** Opening EXCERPT TO READ block **

In the past few years, researchers made huge breakthroughs into prosthetics research. Recently, the medical world was taken by storm when the mind-controlled prosthetic leg was unveiled. But who would have thought that the artificial limb that restores a near-natural sense of touch was just around the corner?
The U.S. Defense Department’s Defense Advanced Research Projects Agency (DARPA) revealed last week that it was able to design a robotic hand that can tap into brain signals to restore patients’ the lost sense of touch in the amputated limb.
DARPA researchers said that they have tested the prosthetic hand on a 28-year-old man who was able to “sense” physical sensations via his artificial limb. The research team explained that they attached the artificial limb to the patient’s neural network but declined to provide more details about the medical procedure.
DARPA reported that the man can now even sense which of the artificial fingers is pressed against a surface. A couple of years ago, a team of private academics developed a similar technology which granted patients with a primitive sense of touch and enough control over their robotic hands to twist the stems off cherries.
Although the government is secretive about the new technology, researchers explained that they had connected wires from the prosthetic limb to the patient’s sensory and motor areas of the brain. These areas allow a healthy person to move their limbs and get a sense of touch. The robotic hand was designed by Johns Hopkins University’s department of applied physics.

** Closing EXCERPT TO READ block **
** Opening EXTRACTED ENTRIES block **

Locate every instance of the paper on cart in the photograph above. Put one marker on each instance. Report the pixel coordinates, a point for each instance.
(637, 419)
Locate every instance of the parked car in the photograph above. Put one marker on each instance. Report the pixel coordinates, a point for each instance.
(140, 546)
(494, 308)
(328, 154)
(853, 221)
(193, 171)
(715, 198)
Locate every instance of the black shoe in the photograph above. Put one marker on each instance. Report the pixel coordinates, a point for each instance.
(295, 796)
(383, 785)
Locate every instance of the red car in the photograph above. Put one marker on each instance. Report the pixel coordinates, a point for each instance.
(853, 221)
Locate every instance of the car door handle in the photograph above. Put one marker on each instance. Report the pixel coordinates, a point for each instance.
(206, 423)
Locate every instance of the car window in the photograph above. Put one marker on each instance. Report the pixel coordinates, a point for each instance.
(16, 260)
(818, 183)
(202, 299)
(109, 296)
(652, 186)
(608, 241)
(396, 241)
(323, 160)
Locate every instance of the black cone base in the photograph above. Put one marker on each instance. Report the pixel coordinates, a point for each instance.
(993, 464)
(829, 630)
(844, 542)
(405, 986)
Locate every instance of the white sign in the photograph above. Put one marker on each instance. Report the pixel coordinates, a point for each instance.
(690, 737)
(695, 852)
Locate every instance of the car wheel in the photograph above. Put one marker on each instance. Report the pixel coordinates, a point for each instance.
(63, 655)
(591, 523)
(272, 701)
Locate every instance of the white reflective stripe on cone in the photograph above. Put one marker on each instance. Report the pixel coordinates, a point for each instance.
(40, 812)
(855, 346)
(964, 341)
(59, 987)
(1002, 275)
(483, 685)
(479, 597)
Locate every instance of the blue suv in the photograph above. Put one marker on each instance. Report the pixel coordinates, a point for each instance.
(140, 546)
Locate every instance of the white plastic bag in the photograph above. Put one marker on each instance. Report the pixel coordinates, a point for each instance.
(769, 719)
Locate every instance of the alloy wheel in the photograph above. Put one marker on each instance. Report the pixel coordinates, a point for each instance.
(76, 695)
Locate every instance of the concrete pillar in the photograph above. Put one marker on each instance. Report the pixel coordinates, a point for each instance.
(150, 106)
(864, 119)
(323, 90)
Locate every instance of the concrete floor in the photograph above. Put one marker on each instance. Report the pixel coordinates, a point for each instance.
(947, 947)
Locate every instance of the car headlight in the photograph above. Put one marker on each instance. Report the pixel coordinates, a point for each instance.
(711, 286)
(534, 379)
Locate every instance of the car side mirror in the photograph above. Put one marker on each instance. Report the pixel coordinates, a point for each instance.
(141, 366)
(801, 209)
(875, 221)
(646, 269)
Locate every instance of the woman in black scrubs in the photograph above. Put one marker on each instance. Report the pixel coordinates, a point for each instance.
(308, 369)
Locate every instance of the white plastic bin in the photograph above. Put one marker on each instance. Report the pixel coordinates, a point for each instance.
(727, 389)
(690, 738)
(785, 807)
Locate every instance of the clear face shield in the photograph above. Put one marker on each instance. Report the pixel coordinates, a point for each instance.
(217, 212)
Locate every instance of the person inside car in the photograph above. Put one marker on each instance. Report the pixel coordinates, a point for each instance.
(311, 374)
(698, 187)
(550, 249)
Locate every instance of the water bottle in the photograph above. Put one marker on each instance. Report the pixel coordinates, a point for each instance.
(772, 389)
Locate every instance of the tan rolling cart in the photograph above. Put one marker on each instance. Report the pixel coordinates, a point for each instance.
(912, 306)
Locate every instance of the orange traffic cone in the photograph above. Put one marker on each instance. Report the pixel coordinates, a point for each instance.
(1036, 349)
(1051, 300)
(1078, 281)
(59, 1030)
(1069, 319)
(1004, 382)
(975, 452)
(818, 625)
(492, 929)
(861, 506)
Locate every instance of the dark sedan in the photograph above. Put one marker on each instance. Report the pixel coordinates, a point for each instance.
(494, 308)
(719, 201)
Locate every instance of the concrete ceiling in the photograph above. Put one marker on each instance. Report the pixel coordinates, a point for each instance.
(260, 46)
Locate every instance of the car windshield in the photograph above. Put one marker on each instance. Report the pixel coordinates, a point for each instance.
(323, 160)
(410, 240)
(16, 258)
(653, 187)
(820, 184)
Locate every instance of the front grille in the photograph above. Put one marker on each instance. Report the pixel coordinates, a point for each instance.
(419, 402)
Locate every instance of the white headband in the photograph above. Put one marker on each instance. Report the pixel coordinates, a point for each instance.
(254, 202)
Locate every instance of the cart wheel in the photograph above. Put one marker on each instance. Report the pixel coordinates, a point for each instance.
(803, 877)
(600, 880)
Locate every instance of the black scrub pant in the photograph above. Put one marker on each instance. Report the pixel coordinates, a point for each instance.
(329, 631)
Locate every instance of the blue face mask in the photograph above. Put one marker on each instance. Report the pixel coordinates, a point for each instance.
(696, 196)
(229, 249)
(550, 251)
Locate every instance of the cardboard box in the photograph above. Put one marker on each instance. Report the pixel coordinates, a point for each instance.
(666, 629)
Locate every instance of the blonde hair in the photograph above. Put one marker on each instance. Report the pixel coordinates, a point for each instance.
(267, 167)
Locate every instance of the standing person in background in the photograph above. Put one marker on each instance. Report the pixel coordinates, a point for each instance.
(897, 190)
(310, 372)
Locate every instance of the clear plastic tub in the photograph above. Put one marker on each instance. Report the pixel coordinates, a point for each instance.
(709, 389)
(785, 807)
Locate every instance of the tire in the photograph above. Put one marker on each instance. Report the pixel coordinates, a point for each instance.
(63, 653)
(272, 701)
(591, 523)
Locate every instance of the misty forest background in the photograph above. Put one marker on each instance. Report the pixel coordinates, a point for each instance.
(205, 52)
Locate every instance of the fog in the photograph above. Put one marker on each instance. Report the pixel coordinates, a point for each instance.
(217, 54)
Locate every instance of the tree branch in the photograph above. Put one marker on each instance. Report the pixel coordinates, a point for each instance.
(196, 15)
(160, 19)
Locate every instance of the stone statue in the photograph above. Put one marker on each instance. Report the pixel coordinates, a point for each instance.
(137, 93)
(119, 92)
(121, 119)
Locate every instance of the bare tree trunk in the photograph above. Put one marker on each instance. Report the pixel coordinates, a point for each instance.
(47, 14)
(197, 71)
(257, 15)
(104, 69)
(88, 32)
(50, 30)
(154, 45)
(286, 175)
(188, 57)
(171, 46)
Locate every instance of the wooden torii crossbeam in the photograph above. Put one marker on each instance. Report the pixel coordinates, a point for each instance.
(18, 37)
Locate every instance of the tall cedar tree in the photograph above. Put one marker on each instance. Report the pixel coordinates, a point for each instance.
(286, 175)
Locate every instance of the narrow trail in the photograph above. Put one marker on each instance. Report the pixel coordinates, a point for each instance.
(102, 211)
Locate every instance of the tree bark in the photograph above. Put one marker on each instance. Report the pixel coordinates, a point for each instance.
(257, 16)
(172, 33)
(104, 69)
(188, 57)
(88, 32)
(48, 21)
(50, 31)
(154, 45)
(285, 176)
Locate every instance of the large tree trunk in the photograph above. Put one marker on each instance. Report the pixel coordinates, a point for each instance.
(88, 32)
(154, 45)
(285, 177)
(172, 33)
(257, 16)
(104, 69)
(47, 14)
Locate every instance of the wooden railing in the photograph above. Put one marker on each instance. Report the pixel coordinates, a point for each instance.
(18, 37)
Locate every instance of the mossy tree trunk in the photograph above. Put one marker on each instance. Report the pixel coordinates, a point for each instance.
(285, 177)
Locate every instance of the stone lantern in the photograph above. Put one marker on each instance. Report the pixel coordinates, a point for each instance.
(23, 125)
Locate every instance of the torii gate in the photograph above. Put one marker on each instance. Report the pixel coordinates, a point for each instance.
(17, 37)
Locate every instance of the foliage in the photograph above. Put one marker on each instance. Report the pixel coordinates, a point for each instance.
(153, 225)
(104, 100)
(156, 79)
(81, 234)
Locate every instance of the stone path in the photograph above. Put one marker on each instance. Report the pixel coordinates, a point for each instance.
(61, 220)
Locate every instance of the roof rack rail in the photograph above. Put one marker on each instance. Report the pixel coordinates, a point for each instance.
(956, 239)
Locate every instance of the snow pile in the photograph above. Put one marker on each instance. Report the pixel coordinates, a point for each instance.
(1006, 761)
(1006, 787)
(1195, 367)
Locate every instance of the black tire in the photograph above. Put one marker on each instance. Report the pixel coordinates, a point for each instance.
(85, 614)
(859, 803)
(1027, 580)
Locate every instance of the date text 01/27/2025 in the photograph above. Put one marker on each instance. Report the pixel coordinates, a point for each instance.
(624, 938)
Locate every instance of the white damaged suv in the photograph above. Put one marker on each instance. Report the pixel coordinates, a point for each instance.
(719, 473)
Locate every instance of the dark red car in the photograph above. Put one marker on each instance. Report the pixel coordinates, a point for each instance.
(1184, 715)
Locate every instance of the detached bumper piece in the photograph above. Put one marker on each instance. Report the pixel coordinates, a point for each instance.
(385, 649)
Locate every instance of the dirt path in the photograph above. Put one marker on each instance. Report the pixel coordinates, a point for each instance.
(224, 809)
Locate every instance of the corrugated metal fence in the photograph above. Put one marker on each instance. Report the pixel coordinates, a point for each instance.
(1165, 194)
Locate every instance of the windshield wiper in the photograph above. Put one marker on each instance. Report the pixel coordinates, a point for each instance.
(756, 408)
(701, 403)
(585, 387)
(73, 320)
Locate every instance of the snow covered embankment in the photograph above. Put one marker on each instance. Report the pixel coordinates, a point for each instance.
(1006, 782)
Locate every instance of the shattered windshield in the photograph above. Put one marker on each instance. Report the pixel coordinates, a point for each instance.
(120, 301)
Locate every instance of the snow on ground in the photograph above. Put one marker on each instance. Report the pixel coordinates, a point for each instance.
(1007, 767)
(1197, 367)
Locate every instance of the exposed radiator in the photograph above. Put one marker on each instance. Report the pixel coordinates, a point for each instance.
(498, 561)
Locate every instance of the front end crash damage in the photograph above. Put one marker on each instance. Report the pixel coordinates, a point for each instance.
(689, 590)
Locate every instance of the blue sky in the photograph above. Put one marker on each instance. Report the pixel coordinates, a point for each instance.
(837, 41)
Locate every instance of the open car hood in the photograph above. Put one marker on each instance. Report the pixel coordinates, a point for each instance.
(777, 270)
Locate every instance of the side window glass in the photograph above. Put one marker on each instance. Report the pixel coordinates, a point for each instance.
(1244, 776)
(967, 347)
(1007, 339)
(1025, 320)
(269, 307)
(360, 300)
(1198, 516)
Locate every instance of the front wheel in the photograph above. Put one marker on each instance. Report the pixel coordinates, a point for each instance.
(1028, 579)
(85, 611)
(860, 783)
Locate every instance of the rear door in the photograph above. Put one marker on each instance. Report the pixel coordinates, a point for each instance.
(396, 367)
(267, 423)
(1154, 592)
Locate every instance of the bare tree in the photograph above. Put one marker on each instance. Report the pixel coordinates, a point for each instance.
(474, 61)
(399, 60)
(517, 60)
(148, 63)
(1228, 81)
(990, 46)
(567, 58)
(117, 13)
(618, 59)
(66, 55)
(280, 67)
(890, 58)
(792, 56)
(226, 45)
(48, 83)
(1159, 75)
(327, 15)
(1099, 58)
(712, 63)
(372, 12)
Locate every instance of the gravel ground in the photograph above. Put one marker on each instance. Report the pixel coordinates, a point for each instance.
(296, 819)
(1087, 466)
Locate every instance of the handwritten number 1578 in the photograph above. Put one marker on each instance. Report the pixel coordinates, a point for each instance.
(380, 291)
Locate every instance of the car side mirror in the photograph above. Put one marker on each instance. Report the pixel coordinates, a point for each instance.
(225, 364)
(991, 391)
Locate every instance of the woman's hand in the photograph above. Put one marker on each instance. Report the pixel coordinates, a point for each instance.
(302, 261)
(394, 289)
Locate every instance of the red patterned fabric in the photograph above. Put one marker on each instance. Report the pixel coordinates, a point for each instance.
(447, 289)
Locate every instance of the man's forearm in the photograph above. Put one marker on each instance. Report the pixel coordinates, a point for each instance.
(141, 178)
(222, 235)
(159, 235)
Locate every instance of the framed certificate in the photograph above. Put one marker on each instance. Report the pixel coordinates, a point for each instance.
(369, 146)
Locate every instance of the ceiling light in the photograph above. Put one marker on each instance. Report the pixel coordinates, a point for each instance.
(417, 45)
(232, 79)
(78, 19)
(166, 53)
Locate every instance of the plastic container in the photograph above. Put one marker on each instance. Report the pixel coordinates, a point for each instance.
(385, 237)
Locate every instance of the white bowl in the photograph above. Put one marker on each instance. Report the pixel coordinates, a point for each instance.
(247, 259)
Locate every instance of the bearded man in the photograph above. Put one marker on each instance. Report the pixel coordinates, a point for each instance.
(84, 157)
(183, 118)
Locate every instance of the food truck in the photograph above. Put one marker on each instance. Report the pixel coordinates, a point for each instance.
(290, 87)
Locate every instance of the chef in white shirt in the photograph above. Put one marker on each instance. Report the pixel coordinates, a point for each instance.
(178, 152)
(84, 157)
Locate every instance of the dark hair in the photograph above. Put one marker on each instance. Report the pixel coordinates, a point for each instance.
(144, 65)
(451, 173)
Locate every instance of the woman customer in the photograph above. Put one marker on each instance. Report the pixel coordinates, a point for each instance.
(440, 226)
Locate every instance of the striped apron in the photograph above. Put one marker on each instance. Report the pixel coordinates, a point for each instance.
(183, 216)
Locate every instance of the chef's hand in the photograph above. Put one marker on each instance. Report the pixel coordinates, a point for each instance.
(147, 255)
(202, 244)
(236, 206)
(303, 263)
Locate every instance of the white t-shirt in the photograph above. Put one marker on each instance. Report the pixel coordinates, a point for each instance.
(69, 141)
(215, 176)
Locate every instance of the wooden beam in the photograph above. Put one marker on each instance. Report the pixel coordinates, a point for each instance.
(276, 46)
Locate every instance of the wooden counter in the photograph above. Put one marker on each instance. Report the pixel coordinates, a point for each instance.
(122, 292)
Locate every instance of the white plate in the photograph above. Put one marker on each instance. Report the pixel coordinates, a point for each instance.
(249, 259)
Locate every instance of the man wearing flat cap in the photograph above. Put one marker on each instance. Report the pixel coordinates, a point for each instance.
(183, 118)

** Closing EXTRACTED ENTRIES block **

EXERCISE INSTRUCTIONS —
(a) In the passage on the touch-sensing prosthetic hand, translate this sentence into Spanish: "DARPA reported that the man can now even sense which of the artificial fingers is pressed against a surface."
(b) Resume the passage on the touch-sensing prosthetic hand, picking up right after its final sentence.

WRITTEN ANSWERS —
(a) DARPA informó que el hombre ahora puede incluso percibir cuál de los dedos artificiales está presionado contra una superficie.

(b)
Johns Hopkins researchers noted that the mechanical limb’s torque sensors can “translate” the pressure a robotic finger applies on a surface into electrical signals that stimulate the brain’s sensory area.
But a group of neurosurgeons said a couple of years ago that such artificial limbs are impossible to produce because the brain and body has a mechanism of rejecting prosthetic limbs that interfere too much with their natural processes. The team argued that an artificial arm for instance needs electrical wires, semiconductors and other conductive materials to deliver signals to the brain, while the brain uses gentler, chemical signals to communicate with the limbs.
So, if DARPA’s invention is a real success remains to be seen, especially because the research unit declined to provide more details on how exactly it managed to pull off the feat. Neurosurgeons also explained that there are a series of challenges researchers need to respond to before they can design a practical prosthetic limb including a way to dodge the immune response to prevent the limb from being rejected.